**YOUR TASK:**
Provide the data again in its entirety, exactly as given.

========================

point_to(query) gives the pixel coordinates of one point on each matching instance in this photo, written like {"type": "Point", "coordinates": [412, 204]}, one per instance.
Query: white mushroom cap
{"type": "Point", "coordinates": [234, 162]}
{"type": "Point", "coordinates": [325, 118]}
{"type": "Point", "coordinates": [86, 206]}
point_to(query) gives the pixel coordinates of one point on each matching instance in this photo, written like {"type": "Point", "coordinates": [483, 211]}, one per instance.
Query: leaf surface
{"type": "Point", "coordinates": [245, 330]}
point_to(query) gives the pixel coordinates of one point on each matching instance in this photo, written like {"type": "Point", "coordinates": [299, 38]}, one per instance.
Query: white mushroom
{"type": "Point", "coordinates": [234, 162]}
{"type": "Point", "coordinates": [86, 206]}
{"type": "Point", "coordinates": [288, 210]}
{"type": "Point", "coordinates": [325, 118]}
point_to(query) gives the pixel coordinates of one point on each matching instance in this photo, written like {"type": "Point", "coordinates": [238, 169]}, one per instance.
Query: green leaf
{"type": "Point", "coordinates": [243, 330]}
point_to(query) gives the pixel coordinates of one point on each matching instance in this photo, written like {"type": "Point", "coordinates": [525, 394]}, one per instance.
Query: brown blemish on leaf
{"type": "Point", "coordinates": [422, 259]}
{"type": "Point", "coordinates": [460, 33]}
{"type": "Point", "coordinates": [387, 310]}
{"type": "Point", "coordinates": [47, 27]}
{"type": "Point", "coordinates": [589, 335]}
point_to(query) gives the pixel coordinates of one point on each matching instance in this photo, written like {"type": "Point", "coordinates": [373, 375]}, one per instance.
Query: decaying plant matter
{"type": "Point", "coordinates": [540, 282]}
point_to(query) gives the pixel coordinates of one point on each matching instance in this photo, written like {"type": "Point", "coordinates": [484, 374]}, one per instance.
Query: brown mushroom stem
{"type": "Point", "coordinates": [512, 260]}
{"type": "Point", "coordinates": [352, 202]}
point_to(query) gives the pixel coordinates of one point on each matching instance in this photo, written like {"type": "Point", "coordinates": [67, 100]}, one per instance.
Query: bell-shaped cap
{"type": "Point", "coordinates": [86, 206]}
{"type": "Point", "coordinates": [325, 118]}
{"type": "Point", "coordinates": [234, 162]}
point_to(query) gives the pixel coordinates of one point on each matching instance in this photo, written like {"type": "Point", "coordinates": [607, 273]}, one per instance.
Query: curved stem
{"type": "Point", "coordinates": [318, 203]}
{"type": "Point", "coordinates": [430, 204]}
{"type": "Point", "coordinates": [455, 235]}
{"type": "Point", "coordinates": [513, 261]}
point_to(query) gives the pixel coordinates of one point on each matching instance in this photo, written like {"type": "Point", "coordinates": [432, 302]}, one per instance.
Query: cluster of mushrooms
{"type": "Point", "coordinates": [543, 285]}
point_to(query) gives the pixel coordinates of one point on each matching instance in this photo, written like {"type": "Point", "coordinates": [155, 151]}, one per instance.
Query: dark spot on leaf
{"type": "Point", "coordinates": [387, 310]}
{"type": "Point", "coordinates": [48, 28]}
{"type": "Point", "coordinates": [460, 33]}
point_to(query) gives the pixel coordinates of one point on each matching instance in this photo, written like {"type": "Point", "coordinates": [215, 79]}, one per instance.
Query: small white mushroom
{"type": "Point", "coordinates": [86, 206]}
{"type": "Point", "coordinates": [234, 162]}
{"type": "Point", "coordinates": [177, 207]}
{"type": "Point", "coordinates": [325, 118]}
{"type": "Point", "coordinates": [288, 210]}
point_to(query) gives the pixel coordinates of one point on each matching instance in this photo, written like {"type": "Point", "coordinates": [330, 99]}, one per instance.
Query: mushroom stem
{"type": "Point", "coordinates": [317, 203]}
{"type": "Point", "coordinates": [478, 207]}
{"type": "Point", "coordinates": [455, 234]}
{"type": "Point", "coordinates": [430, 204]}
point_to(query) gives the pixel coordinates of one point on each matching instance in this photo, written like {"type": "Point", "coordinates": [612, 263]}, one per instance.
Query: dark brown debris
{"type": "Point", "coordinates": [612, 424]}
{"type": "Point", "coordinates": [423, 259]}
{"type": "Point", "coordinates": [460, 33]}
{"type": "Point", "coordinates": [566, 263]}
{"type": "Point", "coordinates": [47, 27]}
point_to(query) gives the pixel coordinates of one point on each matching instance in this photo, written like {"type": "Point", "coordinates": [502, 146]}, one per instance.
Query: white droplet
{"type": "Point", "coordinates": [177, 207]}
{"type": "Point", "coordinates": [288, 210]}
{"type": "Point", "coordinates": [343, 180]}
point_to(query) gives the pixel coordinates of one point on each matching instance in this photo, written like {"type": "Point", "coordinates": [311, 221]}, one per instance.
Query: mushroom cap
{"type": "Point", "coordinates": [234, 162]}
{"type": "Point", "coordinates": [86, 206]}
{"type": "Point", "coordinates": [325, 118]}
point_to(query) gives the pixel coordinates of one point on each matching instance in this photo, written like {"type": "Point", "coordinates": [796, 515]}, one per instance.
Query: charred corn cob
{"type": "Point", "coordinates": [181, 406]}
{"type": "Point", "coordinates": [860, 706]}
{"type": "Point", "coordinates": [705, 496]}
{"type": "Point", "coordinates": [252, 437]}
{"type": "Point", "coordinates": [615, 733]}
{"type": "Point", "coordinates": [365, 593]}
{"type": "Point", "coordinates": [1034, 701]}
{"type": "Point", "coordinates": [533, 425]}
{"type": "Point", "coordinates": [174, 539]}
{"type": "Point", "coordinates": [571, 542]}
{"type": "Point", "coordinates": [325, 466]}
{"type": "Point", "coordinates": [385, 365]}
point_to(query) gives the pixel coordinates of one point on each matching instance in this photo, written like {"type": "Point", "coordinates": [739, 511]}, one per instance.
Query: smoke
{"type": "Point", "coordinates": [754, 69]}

========================

**TASK RESPONSE:**
point_to(query) gives the pixel coordinates of one point on each matching instance in this photo, written like {"type": "Point", "coordinates": [412, 204]}, one per instance.
Query: white mushroom cap
{"type": "Point", "coordinates": [234, 162]}
{"type": "Point", "coordinates": [325, 118]}
{"type": "Point", "coordinates": [86, 206]}
point_to(query) gives the pixel coordinates of one point on each matching instance in this photo, written like {"type": "Point", "coordinates": [483, 211]}, one per instance.
Query: leaf surface
{"type": "Point", "coordinates": [245, 330]}
point_to(query) gives the pixel coordinates of one point on each matching instance in this photo, written like {"type": "Point", "coordinates": [299, 38]}, one per instance.
Query: white mushroom
{"type": "Point", "coordinates": [234, 162]}
{"type": "Point", "coordinates": [86, 206]}
{"type": "Point", "coordinates": [288, 210]}
{"type": "Point", "coordinates": [325, 118]}
point_to(query) gives the pixel coordinates of one point on each matching instance in this photo, written like {"type": "Point", "coordinates": [238, 169]}, one per instance.
Query: green leaf
{"type": "Point", "coordinates": [243, 330]}
point_to(query) gives the pixel coordinates of one point on each matching instance in this photo, written like {"type": "Point", "coordinates": [525, 394]}, one per instance.
Query: brown blemish on leaf
{"type": "Point", "coordinates": [422, 259]}
{"type": "Point", "coordinates": [460, 33]}
{"type": "Point", "coordinates": [387, 310]}
{"type": "Point", "coordinates": [47, 27]}
{"type": "Point", "coordinates": [589, 335]}
point_to(query) gives the pixel coordinates of one point on each matching instance in this photo, written like {"type": "Point", "coordinates": [373, 375]}, one per instance.
Query: decaying plant matter
{"type": "Point", "coordinates": [540, 282]}
point_to(query) gives the pixel coordinates of one point on each matching instance in this photo, written like {"type": "Point", "coordinates": [484, 374]}, one per instance.
Query: brown mushroom stem
{"type": "Point", "coordinates": [512, 260]}
{"type": "Point", "coordinates": [352, 202]}
point_to(query) gives the pixel coordinates of one point on each matching instance in this photo, written like {"type": "Point", "coordinates": [67, 100]}, one per instance.
Query: bell-shaped cap
{"type": "Point", "coordinates": [86, 206]}
{"type": "Point", "coordinates": [325, 118]}
{"type": "Point", "coordinates": [234, 162]}
point_to(query) gives the pixel coordinates of one point on each matching instance in this photo, written like {"type": "Point", "coordinates": [607, 273]}, one per instance.
Query: curved stem
{"type": "Point", "coordinates": [318, 203]}
{"type": "Point", "coordinates": [430, 204]}
{"type": "Point", "coordinates": [455, 235]}
{"type": "Point", "coordinates": [513, 261]}
point_to(query) gives the pixel coordinates of one point on each matching instance in this photo, written like {"type": "Point", "coordinates": [432, 302]}, one per instance.
Query: cluster of mushrooms
{"type": "Point", "coordinates": [543, 285]}
point_to(query) gives the pixel coordinates of one point on each matching instance in this photo, written like {"type": "Point", "coordinates": [155, 151]}, one per instance.
Query: dark spot on leaf
{"type": "Point", "coordinates": [387, 310]}
{"type": "Point", "coordinates": [48, 28]}
{"type": "Point", "coordinates": [460, 33]}
point_to(query) gives the pixel coordinates of one point on each matching instance in this photo, written like {"type": "Point", "coordinates": [215, 79]}, one per instance.
Query: small white mushroom
{"type": "Point", "coordinates": [86, 206]}
{"type": "Point", "coordinates": [234, 162]}
{"type": "Point", "coordinates": [177, 207]}
{"type": "Point", "coordinates": [325, 118]}
{"type": "Point", "coordinates": [288, 210]}
point_to(query) gives the pixel coordinates of one point on each matching instance in this photo, written like {"type": "Point", "coordinates": [330, 99]}, one per instance.
Query: mushroom stem
{"type": "Point", "coordinates": [317, 203]}
{"type": "Point", "coordinates": [478, 207]}
{"type": "Point", "coordinates": [455, 234]}
{"type": "Point", "coordinates": [430, 204]}
point_to(query) gives the pixel coordinates of one point on each matching instance in this photo, written like {"type": "Point", "coordinates": [612, 263]}, one per instance.
Query: dark brown debris
{"type": "Point", "coordinates": [612, 424]}
{"type": "Point", "coordinates": [423, 259]}
{"type": "Point", "coordinates": [460, 33]}
{"type": "Point", "coordinates": [566, 263]}
{"type": "Point", "coordinates": [47, 27]}
point_to(query) gives the pixel coordinates of one point on each matching instance in this photo, written like {"type": "Point", "coordinates": [502, 146]}, one per instance.
Query: white droplet
{"type": "Point", "coordinates": [177, 207]}
{"type": "Point", "coordinates": [288, 210]}
{"type": "Point", "coordinates": [343, 180]}
point_to(query) gives the pixel coordinates of one point on each matching instance in this photo, written like {"type": "Point", "coordinates": [311, 221]}, one per instance.
Query: mushroom cap
{"type": "Point", "coordinates": [234, 162]}
{"type": "Point", "coordinates": [86, 206]}
{"type": "Point", "coordinates": [325, 118]}
point_to(query) gives the pixel coordinates of one point on each matching instance in this photo, written like {"type": "Point", "coordinates": [796, 515]}, one per instance.
Query: charred corn cob
{"type": "Point", "coordinates": [181, 406]}
{"type": "Point", "coordinates": [860, 706]}
{"type": "Point", "coordinates": [705, 496]}
{"type": "Point", "coordinates": [252, 437]}
{"type": "Point", "coordinates": [615, 733]}
{"type": "Point", "coordinates": [365, 593]}
{"type": "Point", "coordinates": [1034, 701]}
{"type": "Point", "coordinates": [533, 425]}
{"type": "Point", "coordinates": [174, 539]}
{"type": "Point", "coordinates": [571, 542]}
{"type": "Point", "coordinates": [325, 466]}
{"type": "Point", "coordinates": [385, 365]}
point_to(query) gives the pixel coordinates of one point on each matching instance in this photo, written like {"type": "Point", "coordinates": [739, 511]}, one per instance.
Query: smoke
{"type": "Point", "coordinates": [754, 69]}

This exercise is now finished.